(Stored items)

● ● ● ● ● ● ●

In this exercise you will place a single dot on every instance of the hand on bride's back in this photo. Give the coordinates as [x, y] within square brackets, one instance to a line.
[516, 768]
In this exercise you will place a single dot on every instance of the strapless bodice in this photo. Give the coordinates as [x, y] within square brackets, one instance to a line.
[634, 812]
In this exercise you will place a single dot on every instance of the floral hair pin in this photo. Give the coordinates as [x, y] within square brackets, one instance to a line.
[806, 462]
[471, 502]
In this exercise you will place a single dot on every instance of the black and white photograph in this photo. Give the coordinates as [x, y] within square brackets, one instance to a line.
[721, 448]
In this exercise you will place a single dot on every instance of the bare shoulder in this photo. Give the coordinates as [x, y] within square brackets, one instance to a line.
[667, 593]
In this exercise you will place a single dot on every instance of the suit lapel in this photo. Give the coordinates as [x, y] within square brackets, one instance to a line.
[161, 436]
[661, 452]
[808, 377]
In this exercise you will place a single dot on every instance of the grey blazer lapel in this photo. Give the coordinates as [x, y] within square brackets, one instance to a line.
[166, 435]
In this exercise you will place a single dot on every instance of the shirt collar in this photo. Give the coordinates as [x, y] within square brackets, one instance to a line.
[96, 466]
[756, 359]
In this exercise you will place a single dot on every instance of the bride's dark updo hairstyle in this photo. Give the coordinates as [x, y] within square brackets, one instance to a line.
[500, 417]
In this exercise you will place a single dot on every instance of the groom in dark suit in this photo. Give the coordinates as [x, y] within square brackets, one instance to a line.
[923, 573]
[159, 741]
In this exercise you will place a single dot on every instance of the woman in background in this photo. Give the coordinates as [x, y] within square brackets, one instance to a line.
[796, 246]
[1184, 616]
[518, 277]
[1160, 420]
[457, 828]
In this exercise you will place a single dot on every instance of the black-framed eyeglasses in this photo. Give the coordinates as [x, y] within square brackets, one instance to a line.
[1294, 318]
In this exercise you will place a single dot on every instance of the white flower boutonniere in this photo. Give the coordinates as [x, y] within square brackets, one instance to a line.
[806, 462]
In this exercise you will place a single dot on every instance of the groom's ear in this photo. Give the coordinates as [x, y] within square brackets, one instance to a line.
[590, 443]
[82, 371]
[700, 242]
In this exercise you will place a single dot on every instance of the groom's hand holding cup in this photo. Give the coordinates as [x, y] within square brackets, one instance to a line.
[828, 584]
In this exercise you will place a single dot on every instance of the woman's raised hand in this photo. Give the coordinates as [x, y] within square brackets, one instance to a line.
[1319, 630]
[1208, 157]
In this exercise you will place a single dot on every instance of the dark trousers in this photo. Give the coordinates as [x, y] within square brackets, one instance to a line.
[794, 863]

● ● ● ● ● ● ●

- EXERCISE:
Set down every line of the listing again with no changes.

- CORRECT RESULT:
In this exercise you will place a single dot on every instance of the hand on bride's back in this photo. Give the coordinates as [x, y] within square brackets, one instance to a line.
[516, 768]
In this exercise you will place a single dot on every instance of the strapless bodice in this photo. Give the coordinates as [x, y] within square brackets, one instance to a line.
[634, 812]
In this exercise you will place a single dot on every instance of the floral hair pin in this photo. Give the coordinates as [x, y] within square brackets, one instance to a line.
[806, 462]
[471, 502]
In this exercise you will place a single dot on every instance of the black and white photograph in this photo. Give the coordinates as [x, y] within square brackets, one instance to a line.
[721, 448]
In this exercise you will place a single dot on every instance of the bare shoulder in this photo. Give the coordinates as [x, y] within square brackets, one instance to a line.
[667, 593]
In this exercise you will place a single dot on every instance of the suit lapel in this photo. Give the coordinates as [x, y] within square brackets, one instance to a line.
[161, 436]
[661, 452]
[808, 377]
In this exercise you will place a single dot on every instance of the grey blazer lapel in this photo. Give the coordinates as [x, y] within square brackets, one instance to a line.
[166, 435]
In this exercise you will place a single dot on every instance of the shirt collar in this photo. Give the coordinates as [x, y] within square brackets, one instance to a line.
[96, 466]
[756, 359]
In this exercise you will place a single dot on every instance of the bride's dark updo hairstyle in this photo. Give the coordinates as [x, y] within square brackets, one instance to a line.
[500, 417]
In this exercise you will place a single dot on every instance of the groom in dark suit in this photo. Give the coordinates as [x, y] within square brackets, one instance to a line.
[923, 573]
[159, 741]
In this exercise you will place a single dot on every instance of the woman in background in this photo. Give the coordinates as [x, y] within square brackets, one instance to a line.
[796, 246]
[1184, 616]
[518, 277]
[1160, 420]
[457, 828]
In this exercise you will place a single dot on every instance of the black-framed eyeglasses in this photo. Give the coordinates as [x, y] within square brackets, one instance to a line.
[1294, 318]
In this exercise you will place a single dot on every instance of the white flower boutonniere in this photo. Give the coordinates as [x, y] within square brackets, one instance to a line.
[806, 462]
In this exercise you will place a single dot on every instance of the groom's ear in this photo. Give the coordinates as [x, y] within square brackets, one instance to a line.
[590, 443]
[82, 371]
[700, 242]
In this exercise you will place a single dot on every instance of the groom's hand holding cup in this photo. Give the coordinates as [x, y] within square brackets, one instance to a line.
[828, 584]
In this exercise you will place a single dot on every instance of the woman's raised hand in this photo. Give the coordinates as [x, y] within square brackets, one instance to a line.
[1319, 630]
[1208, 157]
In this exercise you will place a single dot on every instance of the dark trousers in this photo. Give the coordinates as [x, y] within square brackets, one instance to a line.
[794, 863]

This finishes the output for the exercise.